*Short problem 1*.
In the review excerpt about the Radioactive Man comics, who drew the bonus spread showing how to draw Radioactive Man?
*Short problem 2*.
Resume the review of the Radioactive Man comics, picking up right after its final sentence.

*Source excerpt*.
- - - - -

Both artists can illustrate in the style of the TV show, which as numerous contributors to the Simpsons graphic novel series over the years have shown, isn’t as easy at might seem, given what looks like simple cartooning. Not that Vance or Morrison need it, but one of the bonus features is a spread displaying how to draw Radioactive Man (by David Silverman).
Radioactive Man’s not the only superhero featured. We meet his sidekick Fallout Boy, and the Radioactive Man of the future among other alternates, and his colleagues in the Superior Squad frequently appear. As is the case with Radioactive Man, while the stories may pastiche specific material, they’re more generic types. Further memorable pastiches include the late 1960s/early 1970s era of social relevance at DC, and a clever merging of Watchmen, The Dark Knight Returns and Crisis on Infinite Earths. That works as a silly superhero adventure with no awareness whatsover of those stories, although the constantly switching art style mimicking the layouts may puzzle. Disgraced 1970s president Richard Nixon as a behind the scenes manipulator often appears, the creators working out ever more ingenious methods of including him.

- - - - -

*Record excerpts*.
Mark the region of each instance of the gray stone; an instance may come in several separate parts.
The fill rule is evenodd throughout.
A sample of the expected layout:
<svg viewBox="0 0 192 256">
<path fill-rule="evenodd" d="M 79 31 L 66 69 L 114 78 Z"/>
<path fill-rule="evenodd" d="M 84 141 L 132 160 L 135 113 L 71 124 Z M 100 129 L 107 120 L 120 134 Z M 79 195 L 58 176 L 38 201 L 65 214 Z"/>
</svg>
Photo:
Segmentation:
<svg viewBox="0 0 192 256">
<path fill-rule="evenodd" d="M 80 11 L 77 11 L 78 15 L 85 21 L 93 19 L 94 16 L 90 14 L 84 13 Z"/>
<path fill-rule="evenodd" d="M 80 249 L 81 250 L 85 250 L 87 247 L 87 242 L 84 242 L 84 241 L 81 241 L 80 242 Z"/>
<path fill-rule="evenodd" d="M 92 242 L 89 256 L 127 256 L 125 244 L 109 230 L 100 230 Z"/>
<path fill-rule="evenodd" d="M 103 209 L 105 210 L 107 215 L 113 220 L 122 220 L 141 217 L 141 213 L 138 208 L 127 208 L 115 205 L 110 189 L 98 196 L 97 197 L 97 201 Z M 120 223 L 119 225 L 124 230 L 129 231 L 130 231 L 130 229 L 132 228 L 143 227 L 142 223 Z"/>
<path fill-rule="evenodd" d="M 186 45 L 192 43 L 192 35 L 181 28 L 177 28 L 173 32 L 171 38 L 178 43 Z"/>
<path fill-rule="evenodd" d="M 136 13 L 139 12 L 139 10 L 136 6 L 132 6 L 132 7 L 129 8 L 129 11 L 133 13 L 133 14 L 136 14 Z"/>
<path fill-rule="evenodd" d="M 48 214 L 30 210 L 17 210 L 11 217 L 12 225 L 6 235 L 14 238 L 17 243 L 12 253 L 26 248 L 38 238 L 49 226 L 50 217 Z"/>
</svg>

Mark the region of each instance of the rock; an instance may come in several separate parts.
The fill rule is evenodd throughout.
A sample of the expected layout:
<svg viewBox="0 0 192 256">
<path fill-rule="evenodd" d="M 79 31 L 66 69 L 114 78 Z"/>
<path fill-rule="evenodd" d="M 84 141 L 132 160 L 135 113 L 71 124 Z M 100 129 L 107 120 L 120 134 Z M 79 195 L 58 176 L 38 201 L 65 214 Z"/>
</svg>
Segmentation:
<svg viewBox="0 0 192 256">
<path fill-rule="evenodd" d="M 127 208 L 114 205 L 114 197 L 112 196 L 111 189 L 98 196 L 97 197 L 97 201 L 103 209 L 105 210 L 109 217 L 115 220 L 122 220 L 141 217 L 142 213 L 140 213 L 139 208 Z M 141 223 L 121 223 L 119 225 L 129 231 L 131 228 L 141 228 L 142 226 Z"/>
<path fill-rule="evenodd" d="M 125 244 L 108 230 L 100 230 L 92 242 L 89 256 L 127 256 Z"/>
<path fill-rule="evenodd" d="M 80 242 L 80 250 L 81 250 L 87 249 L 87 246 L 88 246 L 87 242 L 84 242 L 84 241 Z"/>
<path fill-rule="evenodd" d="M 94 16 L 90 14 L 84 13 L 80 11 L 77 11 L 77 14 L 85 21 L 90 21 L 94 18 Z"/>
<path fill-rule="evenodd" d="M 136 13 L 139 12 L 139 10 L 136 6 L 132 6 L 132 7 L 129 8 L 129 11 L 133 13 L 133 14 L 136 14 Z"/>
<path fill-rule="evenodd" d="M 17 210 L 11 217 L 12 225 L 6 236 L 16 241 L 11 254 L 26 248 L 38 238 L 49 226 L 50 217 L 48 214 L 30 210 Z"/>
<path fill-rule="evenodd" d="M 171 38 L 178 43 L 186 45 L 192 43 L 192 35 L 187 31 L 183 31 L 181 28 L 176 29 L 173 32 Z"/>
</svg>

- - - - -

*Written response 1*.
David Silverman

*Written response 2*.
For all the skill involved, this is a collection better consumed over time rather than read in one sitting, as the formula plays better in small doses. There are also a few shorter contributions written by Batton Lash that stray very close to imitation of the old 1950s Superman stories rather than pastiches of them, that material already parodic in the modern era.
Seeing as it took over fifteen years for a Radioactive Man collection, it’s no great shock that there’s not yet been a sequel mopping up his other appearances.